• **FRAGMENT**:
__________________________________________________

ECLI:NL:TPETPVE:2013:53 Tuchtgerecht Productschap Pluimvee en Eieren Zoetermeer TPPE5613
ECLI: | ECLI:NL:TPETPVE:2013:53 |
---|---|
Datum uitspraak: | 04-12-2013 |
Datum publicatie: | 21-01-2014 |
Zaaknummer(s): | TPPE5613 |
Onderwerp: |
|
Beslissingen: | Geldboete |
Inhoudsindicatie: | Het pluimveebedrijf van betrokkene is in 2012 niet op kosten van betrokkene door een erkende controle-instantie gecontroleerd op de naleving van de hygiënevoorschriften (Actieplan-controle). Tevens is in 2012 niet op kosten van betrokkene door een erkende controle-instantie gecontroleerd op de naleving van de Verordening antibioticaregistratie. Bij het vaststellen van de hoogte van de boete overweegt het Tuchtgerecht dat twee verschillende normen door dezelfde handeling zijn overtreden. Beide overtredingen hadden met één bedrijfsbezoek voorkomen kunnen worden; betrokkene is één keer vergeten om de afspraak voor beide controles te maken. De helft van de boete wordt voorwaardelijk opgelegd. |
Zaaknummer:
TPPE 56/2013
Betrokkene:
MTS [bedrijfsnaam]
[adres]
Datum:
4 december 2013
Gang van zaken:
De zaak berust op een berechtingsrapport dat CoMore Bedrijfsdiensten B.V. (hierna: CoMore) heeft opgemaakt onder nummer CBD HYG 1383, naar aanleiding van een administratieve inspectie door een controleur van CoMore op 16 en 18 juli 2013. Deze inspectie had betrekking op de onderneming die wordt uitgeoefend op het bedrijf aan [adres], dat op naam van MTS [bedrijfsnaam] is geregistreerd onder [no. PLV].

__________________________________________________

• **SCHRIFTELIJKE OPDRACHT A**:
Herschrijf de alinea uit de uitspraak die begint met „Het pluimveebedrijf van betrokkene” als een beknopte opsomming. Behoud daarbij de belangrijkste feiten.

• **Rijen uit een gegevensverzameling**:
__________________________________________________

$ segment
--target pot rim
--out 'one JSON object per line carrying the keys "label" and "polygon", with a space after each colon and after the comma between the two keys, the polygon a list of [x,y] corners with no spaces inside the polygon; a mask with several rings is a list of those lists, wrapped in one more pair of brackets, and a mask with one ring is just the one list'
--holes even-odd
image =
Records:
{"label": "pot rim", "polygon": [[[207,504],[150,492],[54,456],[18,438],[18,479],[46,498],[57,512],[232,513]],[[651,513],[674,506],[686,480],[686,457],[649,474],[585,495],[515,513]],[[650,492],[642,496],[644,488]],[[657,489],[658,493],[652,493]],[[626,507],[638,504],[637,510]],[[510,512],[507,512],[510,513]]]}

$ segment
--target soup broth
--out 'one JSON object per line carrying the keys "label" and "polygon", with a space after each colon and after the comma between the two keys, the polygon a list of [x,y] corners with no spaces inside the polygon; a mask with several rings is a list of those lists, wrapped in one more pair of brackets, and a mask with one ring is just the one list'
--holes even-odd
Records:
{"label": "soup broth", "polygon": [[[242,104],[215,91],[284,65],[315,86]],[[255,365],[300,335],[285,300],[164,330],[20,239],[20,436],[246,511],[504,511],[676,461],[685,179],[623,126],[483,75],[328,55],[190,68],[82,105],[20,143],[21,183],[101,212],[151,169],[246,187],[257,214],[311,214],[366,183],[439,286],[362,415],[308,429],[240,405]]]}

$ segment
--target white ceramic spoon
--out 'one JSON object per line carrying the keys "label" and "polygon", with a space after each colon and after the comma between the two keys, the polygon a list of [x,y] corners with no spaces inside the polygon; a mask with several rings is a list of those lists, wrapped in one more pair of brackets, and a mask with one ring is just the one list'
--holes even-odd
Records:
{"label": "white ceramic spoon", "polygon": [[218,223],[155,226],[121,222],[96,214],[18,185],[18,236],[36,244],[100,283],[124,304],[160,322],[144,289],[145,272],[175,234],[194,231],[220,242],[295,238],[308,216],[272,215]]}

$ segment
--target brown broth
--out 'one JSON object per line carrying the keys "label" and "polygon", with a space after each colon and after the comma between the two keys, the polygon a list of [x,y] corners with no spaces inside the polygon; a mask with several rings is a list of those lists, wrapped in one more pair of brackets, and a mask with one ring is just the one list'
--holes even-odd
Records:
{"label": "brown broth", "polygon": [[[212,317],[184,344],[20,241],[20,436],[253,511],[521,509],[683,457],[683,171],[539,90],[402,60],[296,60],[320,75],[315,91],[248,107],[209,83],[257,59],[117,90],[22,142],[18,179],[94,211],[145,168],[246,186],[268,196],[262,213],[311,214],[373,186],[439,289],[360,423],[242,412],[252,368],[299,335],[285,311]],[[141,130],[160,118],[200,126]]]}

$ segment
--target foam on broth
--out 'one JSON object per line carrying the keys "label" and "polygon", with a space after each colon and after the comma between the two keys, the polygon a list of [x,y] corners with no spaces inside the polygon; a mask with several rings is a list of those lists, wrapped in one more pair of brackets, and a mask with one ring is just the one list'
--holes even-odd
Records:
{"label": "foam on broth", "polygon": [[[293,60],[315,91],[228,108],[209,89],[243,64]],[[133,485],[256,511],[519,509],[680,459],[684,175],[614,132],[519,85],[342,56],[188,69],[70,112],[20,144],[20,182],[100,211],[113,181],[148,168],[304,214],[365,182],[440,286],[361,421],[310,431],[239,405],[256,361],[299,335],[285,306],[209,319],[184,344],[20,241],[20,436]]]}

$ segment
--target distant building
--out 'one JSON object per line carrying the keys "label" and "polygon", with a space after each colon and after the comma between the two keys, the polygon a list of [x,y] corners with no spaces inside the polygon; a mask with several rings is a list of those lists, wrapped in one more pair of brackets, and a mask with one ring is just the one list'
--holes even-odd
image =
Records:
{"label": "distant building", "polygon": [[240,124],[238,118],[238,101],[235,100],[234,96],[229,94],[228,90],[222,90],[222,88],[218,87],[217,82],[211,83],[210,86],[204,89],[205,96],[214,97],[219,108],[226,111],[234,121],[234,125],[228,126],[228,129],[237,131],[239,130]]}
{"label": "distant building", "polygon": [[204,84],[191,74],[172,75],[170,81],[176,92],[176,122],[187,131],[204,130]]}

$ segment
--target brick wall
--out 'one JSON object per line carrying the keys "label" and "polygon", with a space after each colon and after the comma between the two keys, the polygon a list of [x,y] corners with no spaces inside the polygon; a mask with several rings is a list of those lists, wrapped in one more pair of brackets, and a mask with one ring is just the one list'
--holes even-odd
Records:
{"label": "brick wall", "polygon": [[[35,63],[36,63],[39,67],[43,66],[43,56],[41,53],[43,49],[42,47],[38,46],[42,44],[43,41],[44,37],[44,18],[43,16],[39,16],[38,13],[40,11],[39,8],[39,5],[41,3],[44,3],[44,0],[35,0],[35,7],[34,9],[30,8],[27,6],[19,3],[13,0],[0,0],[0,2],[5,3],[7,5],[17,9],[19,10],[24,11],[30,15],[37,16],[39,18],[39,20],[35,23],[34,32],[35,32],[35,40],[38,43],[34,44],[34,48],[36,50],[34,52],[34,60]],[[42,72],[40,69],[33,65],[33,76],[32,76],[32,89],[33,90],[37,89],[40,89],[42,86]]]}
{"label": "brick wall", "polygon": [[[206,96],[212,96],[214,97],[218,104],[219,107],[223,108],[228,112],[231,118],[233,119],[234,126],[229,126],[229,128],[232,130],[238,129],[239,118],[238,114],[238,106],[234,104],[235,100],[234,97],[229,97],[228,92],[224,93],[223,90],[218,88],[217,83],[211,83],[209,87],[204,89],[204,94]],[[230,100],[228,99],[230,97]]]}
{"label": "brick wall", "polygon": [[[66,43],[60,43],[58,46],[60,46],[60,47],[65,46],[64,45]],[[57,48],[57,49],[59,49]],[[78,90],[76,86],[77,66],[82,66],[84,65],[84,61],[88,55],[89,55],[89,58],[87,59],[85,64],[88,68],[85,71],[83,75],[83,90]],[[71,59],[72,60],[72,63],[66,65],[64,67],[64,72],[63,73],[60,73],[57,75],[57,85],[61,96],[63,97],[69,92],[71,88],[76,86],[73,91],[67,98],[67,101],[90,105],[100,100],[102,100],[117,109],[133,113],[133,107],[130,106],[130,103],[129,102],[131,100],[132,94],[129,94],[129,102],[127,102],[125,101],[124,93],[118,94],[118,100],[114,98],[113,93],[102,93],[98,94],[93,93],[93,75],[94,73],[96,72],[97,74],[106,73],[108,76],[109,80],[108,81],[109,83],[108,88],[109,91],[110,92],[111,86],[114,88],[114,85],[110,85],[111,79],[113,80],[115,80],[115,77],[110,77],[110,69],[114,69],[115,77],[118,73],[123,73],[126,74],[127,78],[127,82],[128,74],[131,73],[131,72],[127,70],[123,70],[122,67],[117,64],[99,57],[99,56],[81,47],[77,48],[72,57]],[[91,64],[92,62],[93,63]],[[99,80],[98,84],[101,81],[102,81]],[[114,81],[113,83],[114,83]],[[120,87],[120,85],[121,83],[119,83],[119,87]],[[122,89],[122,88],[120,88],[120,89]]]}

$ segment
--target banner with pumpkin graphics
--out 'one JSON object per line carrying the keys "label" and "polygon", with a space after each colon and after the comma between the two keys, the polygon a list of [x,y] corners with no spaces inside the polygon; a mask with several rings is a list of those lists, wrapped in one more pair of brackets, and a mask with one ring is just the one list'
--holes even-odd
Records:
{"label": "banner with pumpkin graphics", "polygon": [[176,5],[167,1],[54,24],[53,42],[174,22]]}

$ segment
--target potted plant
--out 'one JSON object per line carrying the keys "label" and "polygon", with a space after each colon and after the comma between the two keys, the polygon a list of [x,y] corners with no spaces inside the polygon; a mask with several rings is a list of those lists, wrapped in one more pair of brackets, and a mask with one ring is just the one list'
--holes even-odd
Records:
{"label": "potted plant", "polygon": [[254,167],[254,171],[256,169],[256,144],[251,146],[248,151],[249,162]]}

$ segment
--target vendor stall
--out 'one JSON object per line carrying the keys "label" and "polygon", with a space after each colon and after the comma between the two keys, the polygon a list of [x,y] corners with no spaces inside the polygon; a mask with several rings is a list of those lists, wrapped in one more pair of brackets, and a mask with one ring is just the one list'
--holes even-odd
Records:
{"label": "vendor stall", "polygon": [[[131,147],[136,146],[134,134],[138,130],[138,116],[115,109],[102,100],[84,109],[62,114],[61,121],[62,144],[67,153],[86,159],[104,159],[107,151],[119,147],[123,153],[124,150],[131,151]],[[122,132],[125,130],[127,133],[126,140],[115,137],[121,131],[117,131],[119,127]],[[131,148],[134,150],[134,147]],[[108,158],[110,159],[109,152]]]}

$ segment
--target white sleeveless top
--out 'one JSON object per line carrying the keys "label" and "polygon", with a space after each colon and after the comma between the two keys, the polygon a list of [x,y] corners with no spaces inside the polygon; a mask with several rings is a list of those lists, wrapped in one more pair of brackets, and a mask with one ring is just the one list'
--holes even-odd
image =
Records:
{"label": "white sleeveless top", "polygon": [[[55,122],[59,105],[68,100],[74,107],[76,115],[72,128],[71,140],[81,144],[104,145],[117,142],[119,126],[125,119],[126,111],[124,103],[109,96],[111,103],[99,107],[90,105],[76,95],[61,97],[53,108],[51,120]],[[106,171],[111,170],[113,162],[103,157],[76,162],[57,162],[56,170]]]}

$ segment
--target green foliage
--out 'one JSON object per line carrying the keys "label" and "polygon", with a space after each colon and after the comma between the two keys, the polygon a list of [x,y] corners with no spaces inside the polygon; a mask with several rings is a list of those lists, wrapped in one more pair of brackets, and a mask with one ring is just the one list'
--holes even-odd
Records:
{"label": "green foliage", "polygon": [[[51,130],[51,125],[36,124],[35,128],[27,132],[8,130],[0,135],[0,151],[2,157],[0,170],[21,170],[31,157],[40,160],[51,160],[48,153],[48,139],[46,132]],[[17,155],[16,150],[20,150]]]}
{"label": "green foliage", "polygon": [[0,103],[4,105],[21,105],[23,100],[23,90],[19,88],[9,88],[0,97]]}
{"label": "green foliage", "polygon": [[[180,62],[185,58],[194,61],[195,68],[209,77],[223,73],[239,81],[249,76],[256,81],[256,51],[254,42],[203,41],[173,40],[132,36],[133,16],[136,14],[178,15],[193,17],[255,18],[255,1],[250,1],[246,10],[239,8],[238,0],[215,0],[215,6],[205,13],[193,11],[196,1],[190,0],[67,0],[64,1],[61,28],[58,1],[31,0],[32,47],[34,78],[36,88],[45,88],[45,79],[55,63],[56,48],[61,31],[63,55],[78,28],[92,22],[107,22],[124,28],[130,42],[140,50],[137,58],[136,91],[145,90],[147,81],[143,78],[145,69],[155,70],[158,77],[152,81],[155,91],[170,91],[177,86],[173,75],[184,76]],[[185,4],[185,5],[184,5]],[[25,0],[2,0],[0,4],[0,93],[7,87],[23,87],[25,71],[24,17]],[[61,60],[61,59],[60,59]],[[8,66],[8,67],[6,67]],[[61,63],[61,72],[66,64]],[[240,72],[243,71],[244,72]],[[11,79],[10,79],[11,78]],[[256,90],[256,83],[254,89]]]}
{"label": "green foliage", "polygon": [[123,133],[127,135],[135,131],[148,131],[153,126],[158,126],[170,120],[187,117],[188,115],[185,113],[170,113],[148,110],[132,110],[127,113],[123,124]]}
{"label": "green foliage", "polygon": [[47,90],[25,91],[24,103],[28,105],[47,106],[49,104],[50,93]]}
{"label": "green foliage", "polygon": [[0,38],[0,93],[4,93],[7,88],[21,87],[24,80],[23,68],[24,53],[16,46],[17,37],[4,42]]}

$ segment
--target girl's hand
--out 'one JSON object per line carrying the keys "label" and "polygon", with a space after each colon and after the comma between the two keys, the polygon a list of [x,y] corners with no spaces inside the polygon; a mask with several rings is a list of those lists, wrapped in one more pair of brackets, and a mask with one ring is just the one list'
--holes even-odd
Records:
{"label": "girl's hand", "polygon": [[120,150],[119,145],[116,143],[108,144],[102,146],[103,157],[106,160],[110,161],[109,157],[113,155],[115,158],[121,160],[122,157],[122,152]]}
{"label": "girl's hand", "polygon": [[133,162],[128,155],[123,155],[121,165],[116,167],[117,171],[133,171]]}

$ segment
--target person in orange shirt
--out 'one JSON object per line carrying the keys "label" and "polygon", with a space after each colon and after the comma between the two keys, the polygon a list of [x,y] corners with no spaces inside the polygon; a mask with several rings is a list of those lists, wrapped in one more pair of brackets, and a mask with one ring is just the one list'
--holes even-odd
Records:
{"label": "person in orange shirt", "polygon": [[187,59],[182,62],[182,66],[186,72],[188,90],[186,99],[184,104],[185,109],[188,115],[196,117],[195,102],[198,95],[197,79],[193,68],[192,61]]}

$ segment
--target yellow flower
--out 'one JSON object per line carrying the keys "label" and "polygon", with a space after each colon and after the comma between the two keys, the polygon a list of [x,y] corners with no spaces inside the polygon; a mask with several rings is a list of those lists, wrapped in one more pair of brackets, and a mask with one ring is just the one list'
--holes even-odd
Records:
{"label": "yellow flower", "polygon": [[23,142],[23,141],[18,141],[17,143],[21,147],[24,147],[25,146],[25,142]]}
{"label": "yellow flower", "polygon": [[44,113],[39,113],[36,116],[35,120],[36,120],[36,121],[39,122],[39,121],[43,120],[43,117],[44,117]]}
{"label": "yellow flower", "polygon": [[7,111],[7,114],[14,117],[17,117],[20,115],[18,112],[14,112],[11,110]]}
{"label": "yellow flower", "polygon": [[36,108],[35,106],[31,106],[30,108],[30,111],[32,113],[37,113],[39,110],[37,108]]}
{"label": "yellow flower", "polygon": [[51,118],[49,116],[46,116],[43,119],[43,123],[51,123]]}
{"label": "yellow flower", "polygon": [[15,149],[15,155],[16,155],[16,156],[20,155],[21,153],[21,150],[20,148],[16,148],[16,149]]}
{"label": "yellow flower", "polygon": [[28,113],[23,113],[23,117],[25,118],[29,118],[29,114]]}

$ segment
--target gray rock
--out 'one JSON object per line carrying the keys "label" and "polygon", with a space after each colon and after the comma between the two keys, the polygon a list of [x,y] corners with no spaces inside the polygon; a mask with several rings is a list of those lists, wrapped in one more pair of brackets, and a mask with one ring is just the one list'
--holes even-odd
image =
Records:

__________________________________________________

• **SCHRIFTELIJKE OPDRACHT B**:
Zoek in de bovenstaande rijen elke regel waarin het woord "broth" voorkomt, en neem die regels over.

• **ANTWOORD A**:
- Het pluimveebedrijf van betrokkene is in 2012 niet op kosten van betrokkene door een erkende controle-instantie gecontroleerd op de naleving van de hygiënevoorschriften (Actieplan-controle).
- Evenmin is het in 2012 op die wijze gecontroleerd op de naleving van de Verordening antibioticaregistratie.
- Bij de hoogte van de boete weegt het Tuchtgerecht mee dat twee verschillende normen door dezelfde handeling zijn overtreden.
- Met één bedrijfsbezoek hadden beide overtredingen voorkomen kunnen worden. Betrokkene is één keer vergeten de afspraak voor beide controles te maken.
- De helft van de boete wordt voorwaardelijk opgelegd.

• **ANTWOORD B**:
--target soup broth
{"label": "soup broth", "polygon": [[[242,104],[215,91],[284,65],[315,86]],[[255,365],[300,335],[285,300],[164,330],[20,239],[20,436],[246,511],[504,511],[676,461],[685,179],[623,126],[483,75],[328,55],[190,68],[82,105],[20,143],[21,183],[101,212],[151,169],[246,187],[257,214],[311,214],[366,183],[439,286],[362,415],[308,429],[240,405]]]}
--target brown broth
{"label": "brown broth", "polygon": [[[212,317],[184,344],[20,241],[20,436],[253,511],[521,509],[683,457],[683,171],[539,90],[402,60],[296,60],[320,75],[315,91],[248,107],[209,83],[257,59],[117,90],[22,142],[18,179],[94,211],[145,168],[246,186],[268,196],[262,213],[311,214],[373,186],[439,289],[360,423],[242,412],[252,368],[299,335],[285,311]],[[141,130],[160,118],[200,126]]]}
--target foam on broth
{"label": "foam on broth", "polygon": [[[293,60],[315,91],[228,108],[209,89],[243,64]],[[133,485],[256,511],[519,509],[680,459],[684,175],[614,132],[519,85],[342,56],[188,69],[70,112],[20,144],[20,182],[100,211],[113,181],[148,168],[304,214],[365,182],[440,286],[361,421],[310,431],[239,405],[256,361],[299,335],[285,306],[209,319],[184,344],[20,241],[20,436]]]}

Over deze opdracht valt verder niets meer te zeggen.